--- COMPLETE THE FOLLOWING ---
(A) Answer these questions from the computer security passage.
(i) What three primary areas does the passage say can suffer dire consequences from a lack of a robust computer security policy?
(ii) How many people had personal information exposed in the Equifax breach?
(iii) What was the amount of the settlement Equifax paid?
(B) Decide whether each statement agrees with the computer security passage. Answer yes or no and quote the words that decide it.
(i) The Equifax data breach took place in 2017.
(ii) The Equifax breach came from a single point of failure.
(iii) Grasping the basics of computer security matters only to people new to the financial industry.

--- EXERCISE PASSAGE ---
Whether you’re new to the financial industry or a seasoned veteran, grasping the basics of computer security is vital to protecting yourself, your organization, and your members from the harmful effects of hackers. And whether CUSO or credit union, there is a lot at stake, which is precisely why such high standards are held within the industry.
Failure to provide a robust and well integrated computer security policy within your organization can have dire consequences to three primary areas: your obligations to members, your reputation, and legally.
In 2017, Equifax experienced a massive data breach which exposed the personal information of 147 million people. As with many of their kind, the breach was the result of multiple points of failure, but it was the overarching lack of discipline in security practices that would be criticized. Through the breach, Equifax had failed to properly secure the privacy of its members; suffered extensive damage to its reputation; and finally suffered legal consequences in the form of a $425 million settlement to support those exposed.

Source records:
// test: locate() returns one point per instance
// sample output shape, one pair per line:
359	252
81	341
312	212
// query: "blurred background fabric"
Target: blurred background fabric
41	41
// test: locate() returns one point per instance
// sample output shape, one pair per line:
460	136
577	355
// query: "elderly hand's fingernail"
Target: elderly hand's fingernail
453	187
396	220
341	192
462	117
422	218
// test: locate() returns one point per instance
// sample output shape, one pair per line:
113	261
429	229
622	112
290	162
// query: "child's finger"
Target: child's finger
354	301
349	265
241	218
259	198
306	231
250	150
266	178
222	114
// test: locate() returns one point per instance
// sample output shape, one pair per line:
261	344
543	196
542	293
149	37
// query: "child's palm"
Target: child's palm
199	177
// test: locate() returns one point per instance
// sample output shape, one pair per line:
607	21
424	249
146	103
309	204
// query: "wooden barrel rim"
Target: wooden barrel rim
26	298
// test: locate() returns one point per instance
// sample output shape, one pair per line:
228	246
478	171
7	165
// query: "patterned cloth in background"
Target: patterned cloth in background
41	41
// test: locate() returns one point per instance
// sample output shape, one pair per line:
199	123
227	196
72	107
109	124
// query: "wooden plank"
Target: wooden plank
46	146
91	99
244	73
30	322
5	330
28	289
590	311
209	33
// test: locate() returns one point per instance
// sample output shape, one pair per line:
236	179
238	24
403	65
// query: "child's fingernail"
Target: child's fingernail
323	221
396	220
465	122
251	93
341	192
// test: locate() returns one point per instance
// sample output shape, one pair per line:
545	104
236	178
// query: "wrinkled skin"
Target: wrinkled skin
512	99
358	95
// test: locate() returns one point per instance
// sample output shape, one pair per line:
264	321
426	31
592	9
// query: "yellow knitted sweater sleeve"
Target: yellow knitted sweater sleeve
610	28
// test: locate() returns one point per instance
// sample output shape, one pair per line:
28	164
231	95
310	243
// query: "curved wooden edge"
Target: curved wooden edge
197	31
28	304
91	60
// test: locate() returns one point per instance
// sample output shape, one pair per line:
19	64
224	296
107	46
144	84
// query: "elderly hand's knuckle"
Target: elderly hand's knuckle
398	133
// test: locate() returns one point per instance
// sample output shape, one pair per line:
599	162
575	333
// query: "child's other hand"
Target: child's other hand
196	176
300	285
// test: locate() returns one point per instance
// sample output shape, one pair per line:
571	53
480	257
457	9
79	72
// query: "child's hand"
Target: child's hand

--- ANSWERS FOR THE TASKS ---
(A)
(i) Obligations to members, reputation, and legal standing.
(ii) 147 million people.
(iii) $425 million.

(B)
(i) Yes: "In 2017, Equifax experienced a massive data breach"
(ii) No: "the breach was the result of multiple points of failure"
(iii) No: "Whether you’re new to the financial industry or a seasoned veteran, grasping the basics of computer security is vital"